The data:
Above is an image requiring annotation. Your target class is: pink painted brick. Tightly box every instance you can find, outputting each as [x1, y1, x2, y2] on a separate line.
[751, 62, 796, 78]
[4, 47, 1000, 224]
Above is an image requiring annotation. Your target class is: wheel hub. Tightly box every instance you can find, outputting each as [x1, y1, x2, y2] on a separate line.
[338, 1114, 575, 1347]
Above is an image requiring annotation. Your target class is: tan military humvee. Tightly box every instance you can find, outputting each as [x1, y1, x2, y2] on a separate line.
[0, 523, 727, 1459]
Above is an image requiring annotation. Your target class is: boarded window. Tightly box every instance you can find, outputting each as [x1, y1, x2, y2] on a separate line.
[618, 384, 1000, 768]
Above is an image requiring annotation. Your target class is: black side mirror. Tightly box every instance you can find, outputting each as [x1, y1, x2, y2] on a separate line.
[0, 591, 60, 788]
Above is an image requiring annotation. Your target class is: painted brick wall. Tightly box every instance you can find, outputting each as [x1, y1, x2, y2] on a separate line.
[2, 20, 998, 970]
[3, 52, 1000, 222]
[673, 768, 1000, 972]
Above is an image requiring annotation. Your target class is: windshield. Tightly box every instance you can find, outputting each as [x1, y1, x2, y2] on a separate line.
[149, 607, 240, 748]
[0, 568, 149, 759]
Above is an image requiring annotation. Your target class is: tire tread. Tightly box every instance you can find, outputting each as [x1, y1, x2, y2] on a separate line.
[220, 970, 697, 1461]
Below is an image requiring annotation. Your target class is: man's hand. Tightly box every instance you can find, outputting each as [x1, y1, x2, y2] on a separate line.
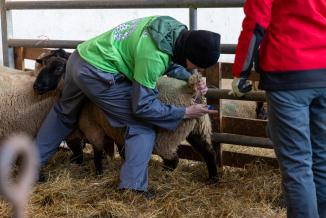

Action item: Exactly as written above, print every record, and keep the pictures out.

Written answer:
Above is an image requiring annotation. Your target class is: pink painted brick. Tightly box every instance you can find, outputting each as [x1, y1, x2, y2] on a separate line.
[751, 62, 796, 78]
[4, 47, 1000, 224]
Above is an image requiring annotation. Your target class is: wheel hub. Tightly box every instance you can find, outputting each as [x1, y1, x2, y2] on a separate line.
[338, 1114, 575, 1347]
Above is an image requiring annotation. Your target class is: tan military humvee. Tightly box every instance you can find, outputting each as [x1, y1, x2, y2] on a separate line.
[0, 523, 727, 1459]
Above is an image requiring annotation. Your target class is: boarded window. Tightly box every instance you can find, outputting each as [x1, y1, x2, y2] on a separate line.
[618, 384, 1000, 768]
Above is an image requiring annotation. Your target class is: black side mirror. Tightly box every instance you can find, outputting each as [x1, y1, x2, y2] on a separate line.
[0, 591, 60, 788]
Above is an image requiring annotation. Your target class is: painted brick wall. Tightly box every instance you can find, outputting each as [x1, y1, x2, y2] on a separate line.
[2, 20, 998, 970]
[3, 52, 1000, 222]
[673, 768, 1000, 972]
Above is an image requiring annotation. Your target class is: windshield. Tightly box every instance you can find, outputting each as [x1, y1, x2, y2] on a separate line.
[149, 607, 240, 748]
[0, 568, 149, 759]
Above is an image requiring annotation. Your target class is: tire tread. Tightly box every instance you can find, outputting each as [x1, y1, x2, y2] on a separate line.
[220, 970, 697, 1461]
Below is an image requiring annotation. Your target class is: man's hand. Tightly box every instance you can find, outputting each as [x1, y1, x2, y2] on a separate line.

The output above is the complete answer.